Items listed in a dataset:
---

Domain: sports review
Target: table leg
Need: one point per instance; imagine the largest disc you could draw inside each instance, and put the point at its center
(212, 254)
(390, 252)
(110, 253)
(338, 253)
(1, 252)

---

● **Required work**:
Go through the data and copy each line exactly as it was written.

● **Written solution**:
Domain: sports review
Target: table leg
Need: one point per instance; imagine the largest disc you could draw inside each instance, and put the point at its center
(212, 254)
(390, 252)
(110, 253)
(338, 253)
(1, 252)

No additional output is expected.